■ **Work request**:
Write out the lines below word for word, leaving out the pictures.

--- Records shown ---

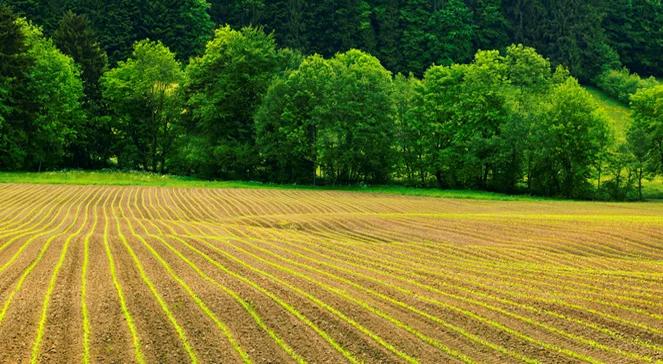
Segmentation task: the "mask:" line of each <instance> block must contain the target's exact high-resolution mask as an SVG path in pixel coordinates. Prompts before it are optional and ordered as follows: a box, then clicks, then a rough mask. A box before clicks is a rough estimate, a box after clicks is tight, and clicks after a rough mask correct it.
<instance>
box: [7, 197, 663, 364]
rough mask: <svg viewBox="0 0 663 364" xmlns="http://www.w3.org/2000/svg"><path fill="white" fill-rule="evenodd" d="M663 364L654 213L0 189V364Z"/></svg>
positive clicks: (437, 199)
mask: <svg viewBox="0 0 663 364" xmlns="http://www.w3.org/2000/svg"><path fill="white" fill-rule="evenodd" d="M661 360H663V204H660V203H646V204H604V203H581V202H553V201H551V202H497V201H472V200H453V199H434V198H423V197H402V196H391V195H383V194H363V193H352V192H322V191H296V190H257V189H256V190H252V189H227V190H222V189H185V188H181V189H177V188H156V187H155V188H150V187H103V186H95V187H90V186H48V185H41V186H40V185H19V184H5V185H0V362H2V363H14V362H33V363H35V362H56V363H71V362H86V363H87V362H111V363H129V362H138V363H182V362H210V363H221V362H223V363H235V362H259V363H267V362H270V363H282V362H324V363H341V362H351V363H360V362H366V363H378V362H380V363H392V362H426V363H444V362H468V363H471V362H476V363H492V362H499V363H502V362H531V363H534V362H548V363H567V362H592V363H599V362H605V363H631V362H657V361H661Z"/></svg>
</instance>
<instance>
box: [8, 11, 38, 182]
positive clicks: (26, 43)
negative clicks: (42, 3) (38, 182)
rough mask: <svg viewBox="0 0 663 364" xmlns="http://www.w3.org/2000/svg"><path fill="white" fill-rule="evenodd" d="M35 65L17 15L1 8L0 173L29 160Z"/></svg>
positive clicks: (17, 165)
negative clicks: (26, 159) (33, 69)
mask: <svg viewBox="0 0 663 364" xmlns="http://www.w3.org/2000/svg"><path fill="white" fill-rule="evenodd" d="M33 63H34V60H33V59H32V58H31V57H30V56H29V54H28V45H27V41H26V36H25V33H24V32H23V30H22V27H21V25H20V24H18V23H17V22H16V15H15V14H14V13H13V12H12V11H11V10H10V9H9V8H7V7H5V6H0V169H10V168H12V169H13V168H20V167H22V164H23V160H24V158H25V151H24V150H23V149H22V147H21V144H22V139H23V138H24V136H23V134H24V133H23V131H22V129H23V125H25V124H26V121H27V120H26V119H28V118H29V117H30V115H29V114H28V111H29V105H28V102H29V101H30V98H29V94H28V87H27V86H28V79H29V72H30V69H31V67H32V65H33Z"/></svg>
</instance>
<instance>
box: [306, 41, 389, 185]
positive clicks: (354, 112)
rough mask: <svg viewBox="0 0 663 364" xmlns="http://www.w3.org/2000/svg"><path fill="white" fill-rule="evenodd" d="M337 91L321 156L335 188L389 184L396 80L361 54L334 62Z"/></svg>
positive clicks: (329, 113)
mask: <svg viewBox="0 0 663 364" xmlns="http://www.w3.org/2000/svg"><path fill="white" fill-rule="evenodd" d="M330 64H331V67H332V69H333V70H334V76H335V77H334V78H332V80H331V82H332V86H331V87H330V89H331V90H333V93H332V94H331V96H332V97H331V98H330V99H329V102H328V103H327V105H326V107H327V113H328V114H327V115H326V117H325V119H326V124H327V130H326V132H325V133H323V134H322V135H321V138H322V145H323V146H322V148H321V149H322V151H321V153H320V154H319V157H318V158H319V160H320V166H321V169H322V172H323V173H324V176H325V177H326V178H327V179H329V180H331V181H333V182H334V183H342V184H345V183H356V182H359V181H363V182H370V183H384V182H386V181H387V180H388V179H389V176H390V174H391V171H392V167H393V157H394V155H393V149H392V141H393V130H394V124H393V122H394V120H393V111H394V104H393V98H392V87H393V85H392V78H391V73H390V72H389V71H387V70H386V69H385V68H384V67H382V65H381V64H380V61H379V60H378V59H377V58H375V57H373V56H371V55H369V54H367V53H364V52H361V51H359V50H350V51H348V52H346V53H339V54H338V55H336V56H335V57H334V58H333V59H331V60H330Z"/></svg>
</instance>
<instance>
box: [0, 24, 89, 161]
mask: <svg viewBox="0 0 663 364" xmlns="http://www.w3.org/2000/svg"><path fill="white" fill-rule="evenodd" d="M15 24H16V25H17V26H18V27H19V28H20V32H21V34H22V35H21V36H18V39H19V40H20V39H24V47H25V48H23V46H20V43H19V44H14V47H13V48H14V51H17V50H18V51H19V52H20V53H14V54H13V56H11V57H9V60H10V62H11V61H13V62H14V65H16V66H18V67H20V68H19V69H17V70H14V71H12V72H13V73H14V75H13V76H14V77H12V85H10V86H9V94H10V95H11V98H10V99H9V100H10V102H9V105H10V109H11V110H10V113H11V114H10V117H11V119H8V120H7V121H8V122H6V123H5V125H4V126H3V129H6V134H4V133H3V134H4V135H3V137H4V140H3V141H2V143H1V144H0V145H1V147H0V150H1V151H0V154H1V155H2V157H0V160H2V162H1V163H2V165H3V166H4V167H5V168H12V169H27V170H42V169H49V168H55V167H57V166H59V165H60V164H61V162H62V160H63V158H64V156H65V151H66V149H67V146H68V145H69V144H70V143H71V142H72V141H73V140H74V139H75V138H76V136H77V134H78V133H79V132H80V131H81V123H82V120H83V112H82V109H81V104H80V101H81V99H82V96H83V85H82V83H81V80H80V78H79V73H78V68H77V67H76V65H75V63H74V61H73V60H72V59H71V58H69V57H67V56H65V55H64V54H62V53H61V52H60V51H59V50H58V49H57V48H56V47H55V46H54V45H53V43H52V42H51V41H50V40H48V39H46V38H45V37H44V36H43V33H42V32H41V30H40V29H39V28H37V27H34V26H32V25H31V24H30V23H28V22H27V21H26V20H24V19H20V18H19V19H17V20H15ZM9 30H10V31H13V30H15V28H10V29H9ZM10 44H11V42H10ZM17 45H18V46H19V47H20V48H16V46H17ZM23 50H24V51H23ZM28 60H31V61H28ZM10 64H11V63H10ZM25 66H27V69H26V68H25ZM3 73H4V72H3Z"/></svg>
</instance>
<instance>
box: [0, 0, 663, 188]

---

■ **Response area**:
Segmentation task: the "mask:" line of each <instance> block must contain the target's exact high-resolution mask as an SVG path in pixel coordinates. Prompts before it are optional and ordered as follows: a box, then clicks, then a rough mask. A box before clicks is a rough estimate, a box after clicks is tight, and clicks after a rough mask correct it.
<instance>
box: [7, 197, 663, 364]
rough mask: <svg viewBox="0 0 663 364" xmlns="http://www.w3.org/2000/svg"><path fill="white" fill-rule="evenodd" d="M663 364L654 213L0 189V364Z"/></svg>
positive clicks: (437, 199)
mask: <svg viewBox="0 0 663 364" xmlns="http://www.w3.org/2000/svg"><path fill="white" fill-rule="evenodd" d="M661 360H663V204H660V203H646V204H604V203H581V202H553V201H551V202H497V201H472V200H453V199H434V198H423V197H402V196H391V195H383V194H363V193H352V192H322V191H296V190H257V189H256V190H252V189H227V190H222V189H185V188H181V189H177V188H156V187H155V188H150V187H103V186H95V187H90V186H48V185H41V186H40V185H19V184H5V185H0V362H2V363H14V362H33V363H35V362H56V363H71V362H86V363H87V362H111V363H129V362H138V363H182V362H210V363H221V362H223V363H235V362H259V363H267V362H270V363H282V362H324V363H341V362H351V363H360V362H366V363H378V362H380V363H392V362H426V363H444V362H468V363H471V362H476V363H492V362H499V363H502V362H531V363H534V362H548V363H567V362H592V363H599V362H605V363H631V362H657V361H661Z"/></svg>
</instance>
<instance>
box: [8, 11, 38, 182]
positive clicks: (26, 43)
negative clicks: (42, 3) (38, 182)
rough mask: <svg viewBox="0 0 663 364" xmlns="http://www.w3.org/2000/svg"><path fill="white" fill-rule="evenodd" d="M35 65L17 15L1 8L0 173L29 160Z"/></svg>
positive clicks: (17, 165)
negative clicks: (26, 159) (33, 69)
mask: <svg viewBox="0 0 663 364" xmlns="http://www.w3.org/2000/svg"><path fill="white" fill-rule="evenodd" d="M33 63H34V60H33V59H32V58H31V57H30V56H29V54H28V45H27V41H26V36H25V33H24V32H23V30H22V27H21V25H20V24H18V23H17V22H16V15H15V14H14V13H13V12H12V11H11V10H10V9H9V8H7V7H5V6H0V169H10V168H12V169H13V168H20V167H22V164H23V160H24V158H25V151H24V150H23V149H22V147H21V144H22V139H23V138H24V136H23V134H24V133H23V131H22V129H23V125H25V124H26V121H27V120H26V119H28V118H29V117H30V115H29V114H28V111H29V105H28V102H29V101H30V98H29V94H28V87H27V86H28V79H29V72H30V69H31V67H32V65H33Z"/></svg>
</instance>
<instance>
box: [306, 41, 389, 185]
positive clicks: (354, 112)
rough mask: <svg viewBox="0 0 663 364" xmlns="http://www.w3.org/2000/svg"><path fill="white" fill-rule="evenodd" d="M337 91L321 156L335 188L389 184L396 80L361 54L334 62Z"/></svg>
positive clicks: (329, 113)
mask: <svg viewBox="0 0 663 364" xmlns="http://www.w3.org/2000/svg"><path fill="white" fill-rule="evenodd" d="M330 64H331V67H332V69H333V70H334V76H335V77H334V78H332V80H331V82H332V86H331V87H330V89H331V90H333V93H332V94H331V96H332V97H331V98H330V99H329V102H328V103H327V105H326V107H327V113H328V114H327V115H326V117H325V119H326V124H327V130H326V132H325V133H323V134H322V135H321V138H322V145H323V146H322V148H321V149H322V151H321V153H320V154H319V157H318V158H319V160H320V166H321V169H322V172H323V173H324V176H325V177H326V178H327V179H329V180H331V181H333V182H334V183H342V184H345V183H356V182H359V181H363V182H370V183H384V182H386V181H387V180H388V179H389V176H390V174H391V171H392V167H393V157H394V155H393V149H392V141H393V130H394V124H393V122H394V120H393V111H394V104H393V98H392V87H393V85H392V78H391V73H390V72H389V71H387V70H386V69H385V68H384V67H382V65H381V64H380V61H379V60H378V59H377V58H375V57H373V56H371V55H369V54H367V53H364V52H361V51H359V50H350V51H348V52H346V53H339V54H338V55H336V56H335V57H334V58H333V59H331V60H330Z"/></svg>
</instance>
<instance>
box: [0, 24, 89, 161]
mask: <svg viewBox="0 0 663 364" xmlns="http://www.w3.org/2000/svg"><path fill="white" fill-rule="evenodd" d="M15 24H16V25H17V26H18V27H19V28H20V32H21V34H22V35H21V36H18V39H19V40H20V39H24V47H25V48H23V46H20V43H19V44H14V47H13V48H14V51H17V50H18V51H19V52H20V53H14V54H13V56H11V57H9V60H10V62H11V61H13V62H14V65H16V66H18V67H20V68H19V69H17V70H14V71H12V72H13V73H14V75H13V76H14V77H12V85H10V86H9V94H10V95H11V98H10V99H9V100H10V102H9V105H10V109H11V110H10V113H11V114H10V117H11V119H8V120H7V121H8V122H6V123H5V125H4V126H3V129H6V134H4V133H3V134H4V135H3V137H4V140H3V141H2V143H1V144H0V145H1V147H0V150H1V151H0V154H1V155H2V157H0V160H2V162H1V163H2V165H3V166H4V167H5V168H12V169H27V170H42V169H49V168H55V167H57V166H59V165H60V164H61V162H62V160H63V158H64V156H65V151H66V149H67V146H68V145H69V144H70V143H71V142H72V141H73V140H74V139H75V138H76V136H77V134H78V133H79V132H80V131H81V123H82V120H83V112H82V109H81V104H80V101H81V99H82V96H83V85H82V83H81V80H80V78H79V73H78V68H77V67H76V65H75V63H74V61H73V60H72V59H71V58H69V57H67V56H65V55H64V54H62V53H61V52H60V51H59V50H58V49H57V48H56V47H55V46H54V45H53V43H52V42H51V41H50V40H48V39H46V38H45V37H44V36H43V33H42V32H41V30H40V29H39V28H37V27H34V26H32V25H31V24H30V23H28V22H27V21H26V20H24V19H20V18H19V19H17V20H15ZM9 30H10V31H13V30H15V28H10V29H9ZM10 44H11V42H10ZM17 45H18V46H19V47H20V48H16V46H17ZM23 50H24V51H23ZM28 60H31V61H28ZM10 64H11V63H10ZM25 66H27V69H26V68H25ZM3 73H4V72H3Z"/></svg>
</instance>
<instance>
box: [0, 0, 663, 188]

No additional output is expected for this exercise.